STATED TASK:
Return the following lines verbatim, in their original order, with every character and space unchanged.
########################################
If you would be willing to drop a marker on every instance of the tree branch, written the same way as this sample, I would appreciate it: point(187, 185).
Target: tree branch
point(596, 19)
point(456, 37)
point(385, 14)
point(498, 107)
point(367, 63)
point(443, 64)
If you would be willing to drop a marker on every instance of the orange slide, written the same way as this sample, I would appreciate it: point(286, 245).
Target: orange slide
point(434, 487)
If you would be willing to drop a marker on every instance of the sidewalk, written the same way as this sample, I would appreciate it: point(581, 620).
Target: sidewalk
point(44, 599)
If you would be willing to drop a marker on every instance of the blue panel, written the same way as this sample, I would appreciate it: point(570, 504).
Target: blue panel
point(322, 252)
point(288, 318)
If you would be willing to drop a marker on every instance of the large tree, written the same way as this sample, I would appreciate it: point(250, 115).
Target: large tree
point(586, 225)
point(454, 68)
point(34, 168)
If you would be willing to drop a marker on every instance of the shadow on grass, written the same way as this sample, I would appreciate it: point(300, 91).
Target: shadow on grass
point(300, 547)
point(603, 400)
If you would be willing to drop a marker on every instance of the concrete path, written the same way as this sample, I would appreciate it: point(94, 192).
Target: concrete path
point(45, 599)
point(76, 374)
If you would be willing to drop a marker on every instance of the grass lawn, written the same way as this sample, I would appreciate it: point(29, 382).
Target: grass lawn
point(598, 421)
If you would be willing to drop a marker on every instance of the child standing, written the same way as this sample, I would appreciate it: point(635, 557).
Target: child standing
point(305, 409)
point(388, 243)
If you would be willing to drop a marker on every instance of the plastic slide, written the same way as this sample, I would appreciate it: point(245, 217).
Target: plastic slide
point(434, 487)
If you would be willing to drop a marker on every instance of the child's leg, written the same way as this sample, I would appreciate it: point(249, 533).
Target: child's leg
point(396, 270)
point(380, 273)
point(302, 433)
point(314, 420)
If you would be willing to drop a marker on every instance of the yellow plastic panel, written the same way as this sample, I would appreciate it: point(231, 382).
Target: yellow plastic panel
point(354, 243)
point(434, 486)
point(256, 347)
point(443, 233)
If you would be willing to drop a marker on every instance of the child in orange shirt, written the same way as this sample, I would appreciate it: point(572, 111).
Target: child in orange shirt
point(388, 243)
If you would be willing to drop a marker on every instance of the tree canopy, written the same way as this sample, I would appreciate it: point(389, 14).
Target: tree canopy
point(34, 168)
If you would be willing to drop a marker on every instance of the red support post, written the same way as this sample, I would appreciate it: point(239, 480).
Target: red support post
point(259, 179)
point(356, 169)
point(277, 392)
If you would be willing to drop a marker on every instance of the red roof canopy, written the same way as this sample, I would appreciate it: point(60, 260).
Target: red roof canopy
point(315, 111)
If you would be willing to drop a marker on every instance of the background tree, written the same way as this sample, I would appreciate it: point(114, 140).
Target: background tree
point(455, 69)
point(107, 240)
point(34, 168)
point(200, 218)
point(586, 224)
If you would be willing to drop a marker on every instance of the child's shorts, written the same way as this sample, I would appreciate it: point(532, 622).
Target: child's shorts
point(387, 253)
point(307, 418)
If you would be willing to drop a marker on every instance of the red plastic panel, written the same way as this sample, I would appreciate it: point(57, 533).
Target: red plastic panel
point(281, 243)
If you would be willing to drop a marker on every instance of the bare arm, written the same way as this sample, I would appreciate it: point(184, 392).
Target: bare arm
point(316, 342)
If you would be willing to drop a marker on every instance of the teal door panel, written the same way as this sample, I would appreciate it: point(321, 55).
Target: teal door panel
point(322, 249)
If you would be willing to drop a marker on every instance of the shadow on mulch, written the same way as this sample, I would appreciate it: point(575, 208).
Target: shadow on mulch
########################################
OUTPUT FOR THIS EXERCISE:
If you would be willing to drop a marker on every instance of the tree branch, written the same way as this sample, I would appreciate it: point(187, 185).
Target: tree branch
point(596, 19)
point(456, 37)
point(385, 14)
point(498, 107)
point(367, 63)
point(443, 64)
If you would be willing to drop a marker on every instance of the orange slide, written the same way as this sample, I would appreciate it: point(286, 245).
Target: orange slide
point(434, 487)
If you would be willing to drop a marker on every instance of the sidewalk, written the same way as this sample, I would appreciate it: point(581, 620).
Target: sidewalk
point(44, 599)
If you would be willing to drop a marker on every instance of the blue panel, written the same way as this sample, I would appreciate it: point(570, 504).
Target: blue panel
point(322, 252)
point(288, 318)
If you would be willing to drop a marker on every instance of the large tree, written the same way as this sample, I would appreciate it: point(250, 115).
Target: large tree
point(586, 225)
point(454, 68)
point(34, 168)
If you would be willing to drop a marker on every instance of the shadow on grass, written the same way as this sample, I would appreciate it: point(300, 91).
Target: shadow on grass
point(300, 547)
point(603, 400)
If you would be willing to drop a marker on every instance of the concrete path, written the same way as this sample, I would appreciate it: point(94, 192).
Target: concrete path
point(45, 599)
point(76, 374)
If you would be willing to drop a marker on every instance of the grass lawn, written the same way as this sample, I would appreciate it: point(29, 382).
Target: grass lawn
point(598, 421)
If you would be willing to drop a marker on every instance of the child standing, written the same way as this sample, I would appreciate it: point(635, 557).
Target: child standing
point(305, 409)
point(388, 243)
If you would be willing to drop a marker on every instance of the plastic slide, written the same way as this sample, I would appreciate it: point(245, 217).
Target: plastic slide
point(434, 487)
If you would be willing to drop a marker on every instance of the child's leg, written the same way as this sample, I would appreciate it: point(249, 533).
Target: child's leg
point(396, 270)
point(380, 273)
point(302, 433)
point(314, 420)
If you would be willing to drop a marker on every instance of the yellow plastic panel, written the same way as this sample, I would appreciate it: point(231, 382).
Target: yellow plastic panel
point(354, 243)
point(434, 486)
point(256, 347)
point(443, 233)
If you would be willing to drop a marker on every instance of the child in orange shirt, written the same way as this sample, I would appreciate it: point(572, 111).
Target: child in orange shirt
point(388, 243)
If you would be willing to drop a marker on every instance of the tree canopy, written the same way as this sample, I would appreciate it: point(389, 14).
Target: tree canopy
point(34, 168)
If you would be willing to drop a marker on every instance of the red support post, written the same way as this sample, I would appreciate it: point(239, 480).
Target: red support post
point(259, 179)
point(356, 169)
point(277, 392)
If you would be willing to drop a marker on every instance of the red roof canopy, written the same way as this sample, I would appreciate it: point(60, 260).
Target: red roof canopy
point(315, 111)
If you would be willing to drop a marker on every instance of the background tree, written the same way as this sample, I would appreciate it: point(114, 140).
Target: background tree
point(455, 69)
point(107, 240)
point(34, 168)
point(200, 218)
point(586, 224)
If you would be willing to drop a marker on every instance of the child's shorts, written the same way as this sample, I would appreciate it: point(532, 622).
Target: child's shorts
point(387, 253)
point(307, 418)
If you would be willing to drop a marker on every instance of the red plastic panel, written the same way as this sample, I would appreciate it: point(57, 533).
Target: red plastic panel
point(281, 243)
If you would be willing to drop a marker on every instance of the bare arm, written the same way as this sample, I would appreciate it: point(184, 392).
Target: bare arm
point(316, 342)
If you would be willing to drop a marker on every instance of the teal door panel, written the same way as this sample, I would appreciate it: point(321, 55).
Target: teal door panel
point(322, 249)
If you would be willing to drop a marker on every instance of the shadow on mulch, written the same way as this sample, I would appreciate it: point(575, 208).
Target: shadow on mulch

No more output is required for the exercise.